* Instruction
Render all the rows below as a Markdown table with the columns Line and Text, giving each non-blank line its own number and skipping blank lines. Omit the pictures.

* Entries
═══

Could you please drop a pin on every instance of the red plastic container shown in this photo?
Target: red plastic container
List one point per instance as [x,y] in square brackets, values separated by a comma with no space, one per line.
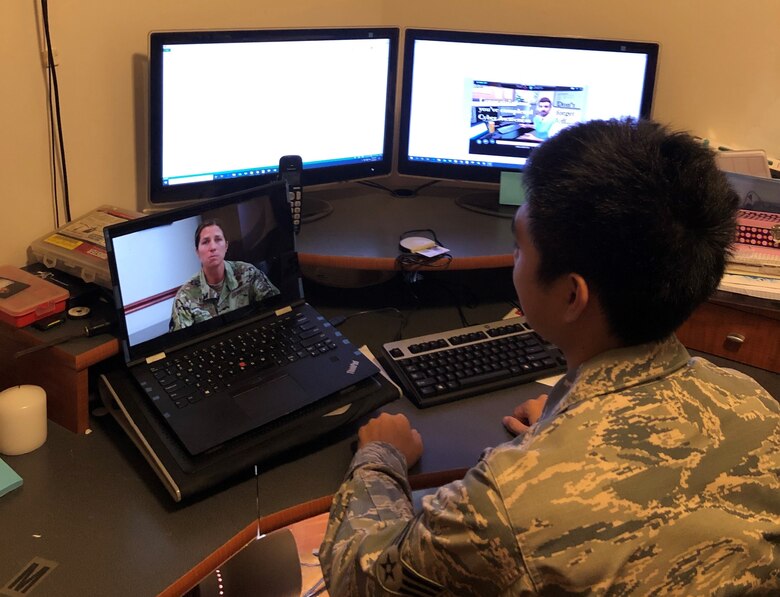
[24,298]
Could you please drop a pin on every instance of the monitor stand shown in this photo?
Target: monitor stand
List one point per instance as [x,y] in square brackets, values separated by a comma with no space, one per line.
[486,202]
[314,209]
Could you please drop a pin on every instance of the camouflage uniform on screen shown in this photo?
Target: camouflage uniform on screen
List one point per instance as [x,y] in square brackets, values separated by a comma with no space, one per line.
[196,301]
[649,473]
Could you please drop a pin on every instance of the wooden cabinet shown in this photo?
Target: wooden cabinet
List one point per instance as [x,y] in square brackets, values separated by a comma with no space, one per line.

═══

* Completed exercise
| Line | Text |
|---|---|
| 1 | Could you please drop a pin on every instance of the red plastic container shown in this photo? |
| 2 | Target: red plastic container |
| 3 | List one point per instance as [x,y] in square brackets, values separated by a comma with no space, one per line. |
| 4 | [24,298] |
| 5 | Could you please drop a pin on every instance of the monitor stand shown in this photo? |
| 6 | Target: monitor stand |
| 7 | List one point per instance as [x,y] in square brackets, values separated by a comma with no space, one per line. |
| 8 | [486,202] |
| 9 | [314,209] |
| 10 | Could you please drop a pin on every instance of the camouflage uniform on screen shown in this photo? |
| 11 | Target: camouflage uniform on screen |
| 12 | List one point per instance as [x,y] in square brackets, values separated by a comma with no space, one per line. |
| 13 | [196,301] |
| 14 | [649,473] |
| 15 | Could you please drop a pin on every instance of the wooden cabinet shown in this photo? |
| 16 | Target: wooden cabinet |
| 17 | List one point per instance as [x,y] in square brackets, values separated by a comma with no space, one per line. |